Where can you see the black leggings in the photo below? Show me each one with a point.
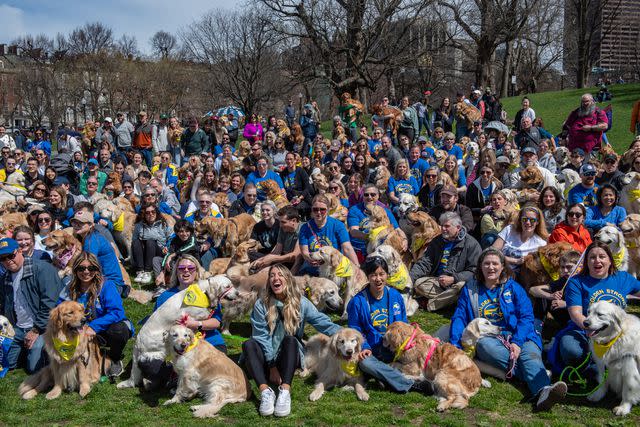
(115, 337)
(287, 362)
(143, 252)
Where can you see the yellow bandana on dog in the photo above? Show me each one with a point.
(400, 279)
(601, 349)
(344, 269)
(195, 297)
(66, 349)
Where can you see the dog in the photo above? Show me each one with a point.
(339, 269)
(202, 369)
(398, 276)
(611, 236)
(630, 194)
(615, 347)
(334, 360)
(426, 228)
(149, 342)
(543, 265)
(453, 374)
(75, 361)
(631, 230)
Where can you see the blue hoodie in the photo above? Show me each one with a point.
(516, 310)
(359, 312)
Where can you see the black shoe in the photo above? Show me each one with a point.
(422, 386)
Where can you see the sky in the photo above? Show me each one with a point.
(139, 18)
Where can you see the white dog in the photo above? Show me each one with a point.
(614, 239)
(615, 346)
(335, 362)
(149, 345)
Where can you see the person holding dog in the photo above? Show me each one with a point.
(29, 289)
(495, 296)
(275, 349)
(105, 314)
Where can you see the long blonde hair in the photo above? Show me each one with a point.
(292, 297)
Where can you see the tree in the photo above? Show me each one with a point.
(163, 44)
(242, 53)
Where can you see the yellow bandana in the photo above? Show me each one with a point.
(399, 279)
(373, 233)
(601, 349)
(195, 297)
(350, 368)
(554, 274)
(66, 349)
(344, 269)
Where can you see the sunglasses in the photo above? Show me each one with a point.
(85, 268)
(8, 257)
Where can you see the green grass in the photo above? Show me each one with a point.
(500, 406)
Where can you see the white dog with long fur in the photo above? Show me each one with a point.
(149, 344)
(615, 347)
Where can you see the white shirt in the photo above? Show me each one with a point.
(24, 317)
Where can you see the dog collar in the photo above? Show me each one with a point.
(66, 349)
(601, 349)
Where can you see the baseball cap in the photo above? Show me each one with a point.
(587, 169)
(8, 246)
(450, 190)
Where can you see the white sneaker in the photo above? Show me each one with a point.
(283, 404)
(267, 402)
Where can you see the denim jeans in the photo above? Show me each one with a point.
(36, 358)
(529, 366)
(379, 370)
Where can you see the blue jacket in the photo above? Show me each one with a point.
(108, 308)
(101, 248)
(359, 312)
(516, 308)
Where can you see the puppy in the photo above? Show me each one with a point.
(334, 360)
(453, 374)
(612, 237)
(74, 359)
(615, 347)
(202, 369)
(398, 276)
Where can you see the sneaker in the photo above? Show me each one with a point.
(115, 369)
(550, 395)
(283, 404)
(267, 402)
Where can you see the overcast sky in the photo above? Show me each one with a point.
(140, 18)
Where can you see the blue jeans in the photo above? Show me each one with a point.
(35, 357)
(379, 370)
(529, 366)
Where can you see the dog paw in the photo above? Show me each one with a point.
(622, 410)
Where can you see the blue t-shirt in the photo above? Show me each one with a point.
(257, 180)
(334, 233)
(489, 306)
(379, 311)
(213, 337)
(358, 218)
(583, 291)
(444, 260)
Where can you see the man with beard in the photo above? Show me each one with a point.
(585, 125)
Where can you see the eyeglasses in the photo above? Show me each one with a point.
(85, 268)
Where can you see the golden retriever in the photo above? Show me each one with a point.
(74, 360)
(334, 360)
(202, 369)
(453, 374)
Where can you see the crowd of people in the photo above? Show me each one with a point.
(497, 188)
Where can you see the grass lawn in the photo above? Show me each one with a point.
(500, 405)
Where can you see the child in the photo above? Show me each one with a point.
(549, 298)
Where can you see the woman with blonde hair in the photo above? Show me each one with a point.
(275, 349)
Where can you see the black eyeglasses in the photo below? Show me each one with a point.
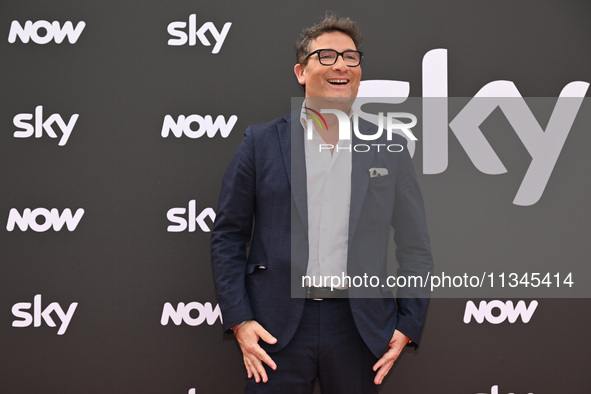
(328, 57)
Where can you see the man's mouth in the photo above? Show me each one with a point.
(338, 81)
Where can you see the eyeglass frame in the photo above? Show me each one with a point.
(337, 57)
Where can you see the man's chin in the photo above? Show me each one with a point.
(342, 102)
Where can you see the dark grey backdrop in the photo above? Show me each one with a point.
(122, 266)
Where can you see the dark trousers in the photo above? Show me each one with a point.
(326, 346)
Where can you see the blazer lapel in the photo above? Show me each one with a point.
(361, 162)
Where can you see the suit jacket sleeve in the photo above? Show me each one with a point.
(413, 250)
(231, 233)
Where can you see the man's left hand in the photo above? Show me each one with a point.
(397, 343)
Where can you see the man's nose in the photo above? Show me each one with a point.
(340, 63)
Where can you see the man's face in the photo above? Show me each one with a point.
(337, 80)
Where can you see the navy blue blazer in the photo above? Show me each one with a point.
(259, 245)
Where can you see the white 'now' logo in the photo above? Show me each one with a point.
(39, 314)
(181, 224)
(206, 312)
(42, 32)
(37, 125)
(506, 311)
(175, 29)
(203, 125)
(495, 390)
(50, 218)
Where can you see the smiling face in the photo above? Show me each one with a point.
(337, 80)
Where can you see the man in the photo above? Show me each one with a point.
(283, 192)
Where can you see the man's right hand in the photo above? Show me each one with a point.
(248, 335)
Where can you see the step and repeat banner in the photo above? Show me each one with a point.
(118, 119)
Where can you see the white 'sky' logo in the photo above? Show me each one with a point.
(175, 29)
(506, 311)
(196, 126)
(175, 215)
(544, 145)
(34, 125)
(43, 32)
(49, 219)
(41, 314)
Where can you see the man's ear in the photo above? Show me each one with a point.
(299, 70)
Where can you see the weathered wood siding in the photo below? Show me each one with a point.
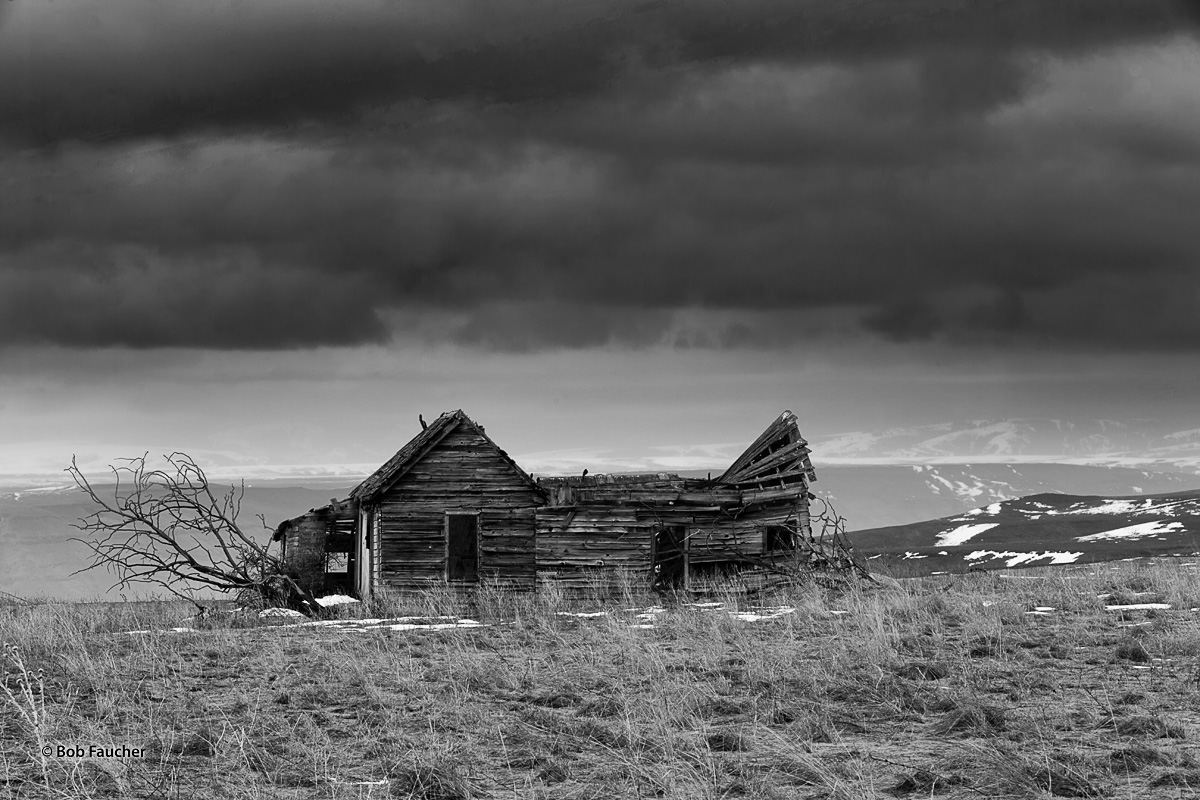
(462, 473)
(304, 551)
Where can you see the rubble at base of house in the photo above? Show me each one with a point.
(451, 507)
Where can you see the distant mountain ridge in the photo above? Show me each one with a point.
(1043, 529)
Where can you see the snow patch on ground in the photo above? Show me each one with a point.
(1134, 531)
(286, 613)
(335, 600)
(1013, 559)
(964, 533)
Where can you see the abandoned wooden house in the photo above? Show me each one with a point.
(450, 506)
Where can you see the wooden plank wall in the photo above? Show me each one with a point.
(463, 473)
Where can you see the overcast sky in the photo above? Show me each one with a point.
(273, 233)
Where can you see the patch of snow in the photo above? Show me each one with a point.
(1013, 559)
(760, 614)
(1134, 531)
(287, 613)
(961, 534)
(435, 626)
(335, 600)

Stated problem: All of the records need repeating exactly, except for the pictures.

Answer to the task:
Where can you see the black leggings in the photo below? Show me each one with a point.
(115, 337)
(287, 362)
(143, 252)
Where can you see the yellow bandana on dog in the photo above? Show me each one with a point.
(400, 279)
(601, 349)
(344, 269)
(195, 297)
(66, 349)
Where can you see the dog in the photo above? Show me each one with a point.
(339, 269)
(202, 369)
(398, 276)
(611, 236)
(630, 194)
(615, 347)
(334, 360)
(426, 228)
(149, 342)
(543, 265)
(453, 374)
(75, 361)
(631, 230)
Where can you see the blue hoodie in the photo above? Show me each one with a point.
(516, 310)
(359, 312)
Where can you see the black shoe in the photo above? Show me each one with a point.
(422, 386)
Where can you see the sky in the photo above? Show me each one with a point.
(139, 18)
Where can you see the white dog in the photo above? Show me each one with a point.
(614, 239)
(615, 346)
(335, 362)
(149, 345)
Where can you see the person holding dog in the photo above? Show me each one with a point.
(29, 289)
(495, 296)
(275, 349)
(105, 314)
Where can you see the long blonde hair in the photo above? Show me each one with a point.
(292, 297)
Where can you see the tree in the photo above? Show me each one with a point.
(163, 44)
(242, 53)
Where can you see the yellow bandana in the photo above? Show me each one with a point.
(399, 279)
(373, 233)
(601, 349)
(195, 297)
(350, 368)
(554, 274)
(66, 349)
(344, 269)
Where can you see the sunglasses in the photo above? Show me each one with a point.
(85, 268)
(8, 257)
Where can you see the green grass in the photo above? Show me each one with a point.
(500, 406)
Where can you see the white dog with long fur in the photo above? Show me each one with a point.
(149, 344)
(615, 347)
Where can you see the white shirt in the photo above? Show me each one with a point.
(24, 317)
Where can you see the dog collar in the photo above? Show me each one with a point.
(66, 349)
(601, 349)
Where can you see the baseball cap in the photo above? Show me each one with a point.
(587, 169)
(8, 246)
(450, 190)
Where can you see the white sneaker in the photo above? Show me each one with a point.
(283, 404)
(267, 402)
Where can you see the denim jeans in the photo above? Show me each one with a point.
(36, 358)
(529, 366)
(379, 370)
Where can you see the blue jacket in the photo above? Show me each one with a point.
(108, 308)
(101, 248)
(359, 312)
(516, 308)
Where can you see the puppy in the photo above? Show me each one with a point.
(334, 360)
(453, 374)
(612, 237)
(74, 359)
(615, 347)
(202, 369)
(398, 276)
Where can you see the sneaker in the photo above? Show me each one with a point.
(115, 369)
(550, 395)
(283, 404)
(267, 402)
Where can you see the overcast sky in the photo above? Show me each one with a point.
(140, 18)
Where can you see the blue jeans in the photo above? Show me each one with a point.
(35, 357)
(379, 370)
(529, 366)
Where can you see the dog paw in the photo above? Show me each one with a point.
(622, 410)
Where can you see the blue t-shirt in the photo above? Show me each one with a point.
(257, 180)
(334, 233)
(489, 306)
(379, 311)
(213, 337)
(358, 218)
(583, 291)
(444, 260)
Where can you see the man with beard in the photo above? Show me each one with a point.
(585, 125)
Where can you see the eyeglasses in the photo above? Show me each one with a point.
(85, 268)
Where can you see the golden retriever in the photo above? Show me each one with a point.
(74, 360)
(334, 360)
(202, 369)
(453, 374)
Where can you see the crowd of people in the photo above? Show me each one with a point.
(497, 188)
Where can you see the grass lawn in the photo above? Show me each one with a point.
(500, 405)
Where can you see the child in the photo above? Show me each one with a point.
(549, 298)
Where can you see the woman with blonde hair in the photo above? Show me each one with a point.
(275, 349)
Where can you see the black eyeglasses in the photo below? Show me each one with a point.
(328, 57)
Where can you see the man's mouth in the photo above? Show me each one with a point.
(338, 81)
Where can you see the eyeglass frame in the photo above? Show me each one with a point.
(337, 57)
Where can you see the man's chin in the photo above? Show me each one with a point.
(342, 102)
Where can you see the dark grey backdrop in the photo above? Show me each one with a point.
(122, 266)
Where can you see the dark trousers in the photo above? Show me each one with a point.
(326, 346)
Where can you see the blazer lapel in the photo above? Show me each one with a point.
(361, 162)
Where can you see the suit jacket sleeve in the photo above? Show me each one with a point.
(413, 250)
(231, 233)
Where can you see the man's left hand in the photo above? Show me each one with a point.
(397, 343)
Where can you see the man's nose in the photo above? Show me each one with a point.
(340, 63)
Where can you see the man's face in the photo above? Show me each one with a point.
(337, 80)
Where can you see the navy blue blazer in the photo above? Show me each one with a point.
(259, 245)
Where can you see the white 'now' logo in the photo above? Show me each one with a point.
(39, 314)
(181, 224)
(206, 312)
(42, 32)
(37, 125)
(506, 311)
(175, 29)
(203, 125)
(495, 390)
(50, 218)
Where can you see the smiling face in the photo above? Show me each one with a point.
(337, 80)
Where can you see the man in the photo above? Show me each one with a point.
(283, 192)
Where can you see the man's right hand in the photo above? Show me each one with a point.
(248, 335)
Where can you see the step and repeat banner in the photo above? Show me each one with a point.
(118, 119)
Where can you see the white 'sky' logo in the photo above? Show me each one with a point.
(175, 29)
(506, 311)
(196, 126)
(175, 215)
(544, 145)
(34, 125)
(43, 32)
(49, 219)
(41, 314)
Where can you see the man's ear in the photo above? Show me each one with a point.
(299, 70)
Where can you see the weathered wood siding in the photo below? Show me each one with a point.
(462, 473)
(304, 551)
Where can you see the rubble at base of house in the photo above? Show me each one with a point.
(451, 507)
Where can you see the distant mountain ridge in the photo above? Show me each one with a point.
(1043, 529)
Where can you see the snow patch on ground in the photo above? Show me each one with a point.
(1134, 531)
(286, 613)
(335, 600)
(1013, 559)
(964, 533)
Where can you see the abandoned wooden house in the photo above? Show me each one with a point.
(450, 506)
Where can you see the wooden plank wall in the photo above? Show me each one with a point.
(463, 473)
Where can you see the overcast sky in the photo above? Show me each one with a point.
(273, 233)
Where can you see the patch of snow in the photo above? Show me each one with a point.
(1013, 559)
(760, 614)
(1134, 531)
(287, 613)
(961, 534)
(435, 626)
(335, 600)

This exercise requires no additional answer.